- Goal: Please copy the material word for word, from its first line through the line that contains "[[[159,18],[168,23],[186,18],[193,6],[191,0],[156,0],[154,2]]]", including that line.

◆ ◆ ◆ ◆ ◆ ◆ ◆

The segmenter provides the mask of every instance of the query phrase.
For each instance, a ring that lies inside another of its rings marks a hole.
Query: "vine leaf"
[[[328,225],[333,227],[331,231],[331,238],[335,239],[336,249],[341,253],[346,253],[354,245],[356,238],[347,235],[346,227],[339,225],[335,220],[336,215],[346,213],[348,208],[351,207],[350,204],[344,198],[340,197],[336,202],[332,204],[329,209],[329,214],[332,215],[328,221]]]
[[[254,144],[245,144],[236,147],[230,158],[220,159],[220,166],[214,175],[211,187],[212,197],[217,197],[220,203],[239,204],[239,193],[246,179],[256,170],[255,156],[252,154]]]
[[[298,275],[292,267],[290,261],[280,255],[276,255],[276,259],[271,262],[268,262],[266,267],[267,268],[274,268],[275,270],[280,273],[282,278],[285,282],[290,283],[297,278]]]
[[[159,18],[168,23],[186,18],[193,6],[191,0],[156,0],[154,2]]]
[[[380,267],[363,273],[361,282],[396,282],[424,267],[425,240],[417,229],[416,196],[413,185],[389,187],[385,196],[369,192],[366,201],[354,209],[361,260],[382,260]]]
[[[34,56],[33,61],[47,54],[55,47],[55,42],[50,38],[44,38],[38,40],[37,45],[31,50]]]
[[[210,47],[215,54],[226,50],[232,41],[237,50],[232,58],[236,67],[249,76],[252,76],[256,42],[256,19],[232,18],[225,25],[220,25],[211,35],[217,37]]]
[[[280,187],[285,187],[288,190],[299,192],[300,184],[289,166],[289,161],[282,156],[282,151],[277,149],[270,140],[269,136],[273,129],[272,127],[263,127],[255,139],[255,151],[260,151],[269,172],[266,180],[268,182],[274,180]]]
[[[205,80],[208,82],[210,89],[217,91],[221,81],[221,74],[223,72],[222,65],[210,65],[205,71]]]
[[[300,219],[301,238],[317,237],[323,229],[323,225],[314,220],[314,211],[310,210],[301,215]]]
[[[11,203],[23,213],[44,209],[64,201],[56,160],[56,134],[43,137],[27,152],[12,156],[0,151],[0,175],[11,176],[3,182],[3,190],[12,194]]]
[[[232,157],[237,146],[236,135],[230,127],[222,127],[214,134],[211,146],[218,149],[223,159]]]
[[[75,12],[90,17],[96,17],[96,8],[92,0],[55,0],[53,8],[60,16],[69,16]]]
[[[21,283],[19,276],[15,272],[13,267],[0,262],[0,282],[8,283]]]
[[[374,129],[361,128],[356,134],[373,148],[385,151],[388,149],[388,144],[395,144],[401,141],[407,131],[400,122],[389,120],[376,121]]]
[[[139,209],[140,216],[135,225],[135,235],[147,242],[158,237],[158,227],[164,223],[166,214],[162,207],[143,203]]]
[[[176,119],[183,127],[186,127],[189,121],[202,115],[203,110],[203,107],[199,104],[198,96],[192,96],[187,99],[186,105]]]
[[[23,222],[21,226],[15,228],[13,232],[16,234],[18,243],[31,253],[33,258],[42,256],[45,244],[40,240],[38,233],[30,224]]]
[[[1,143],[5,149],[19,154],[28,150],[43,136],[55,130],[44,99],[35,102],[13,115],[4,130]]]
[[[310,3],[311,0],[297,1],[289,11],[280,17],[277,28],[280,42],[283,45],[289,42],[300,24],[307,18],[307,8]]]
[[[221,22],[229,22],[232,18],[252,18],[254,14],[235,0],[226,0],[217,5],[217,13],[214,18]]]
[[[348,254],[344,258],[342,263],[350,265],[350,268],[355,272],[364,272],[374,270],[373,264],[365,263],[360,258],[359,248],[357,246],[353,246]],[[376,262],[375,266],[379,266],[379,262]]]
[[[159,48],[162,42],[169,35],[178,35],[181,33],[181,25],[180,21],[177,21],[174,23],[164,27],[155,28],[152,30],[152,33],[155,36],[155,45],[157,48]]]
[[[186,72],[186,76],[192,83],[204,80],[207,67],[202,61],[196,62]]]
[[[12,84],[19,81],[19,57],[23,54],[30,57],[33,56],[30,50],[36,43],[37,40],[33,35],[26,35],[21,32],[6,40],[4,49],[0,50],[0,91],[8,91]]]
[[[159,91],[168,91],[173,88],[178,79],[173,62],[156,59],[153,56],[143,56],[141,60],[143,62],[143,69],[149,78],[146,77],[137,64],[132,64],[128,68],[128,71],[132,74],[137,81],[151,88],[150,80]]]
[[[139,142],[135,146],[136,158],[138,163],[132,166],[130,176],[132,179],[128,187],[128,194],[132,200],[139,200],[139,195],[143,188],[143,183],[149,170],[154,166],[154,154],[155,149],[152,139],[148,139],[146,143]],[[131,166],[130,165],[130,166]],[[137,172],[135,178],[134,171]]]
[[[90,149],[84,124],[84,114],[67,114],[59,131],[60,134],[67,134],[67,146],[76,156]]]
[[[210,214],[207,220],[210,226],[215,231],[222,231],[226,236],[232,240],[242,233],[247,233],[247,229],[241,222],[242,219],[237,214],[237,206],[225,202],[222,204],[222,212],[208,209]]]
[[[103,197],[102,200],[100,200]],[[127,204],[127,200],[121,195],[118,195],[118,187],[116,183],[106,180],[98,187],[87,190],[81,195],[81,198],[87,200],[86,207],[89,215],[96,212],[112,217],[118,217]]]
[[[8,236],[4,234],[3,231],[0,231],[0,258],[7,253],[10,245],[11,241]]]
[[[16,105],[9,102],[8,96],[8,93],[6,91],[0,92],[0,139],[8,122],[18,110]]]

◆ ◆ ◆ ◆ ◆ ◆ ◆

- Solution for this task:
The segmenter provides the mask of every instance of the query phrase.
For each instance, a ring that lies inside another of its rings marks a hole.
Query: "vine leaf"
[[[328,225],[333,227],[331,231],[331,238],[335,239],[336,249],[341,253],[346,253],[354,245],[356,238],[347,235],[346,227],[339,225],[335,220],[336,215],[346,213],[348,208],[351,207],[350,204],[344,198],[340,197],[336,202],[332,204],[329,209],[329,214],[332,215],[328,221]]]
[[[254,144],[245,144],[236,147],[230,158],[220,159],[220,166],[214,175],[211,187],[212,197],[217,197],[220,203],[239,204],[239,193],[246,179],[256,170],[255,156],[252,154]]]
[[[298,275],[292,267],[290,261],[280,255],[276,255],[276,259],[271,262],[268,262],[266,267],[267,268],[274,268],[275,270],[280,273],[282,278],[285,282],[290,283],[297,278]]]
[[[159,18],[168,23],[186,18],[193,6],[191,0],[156,0],[154,2]]]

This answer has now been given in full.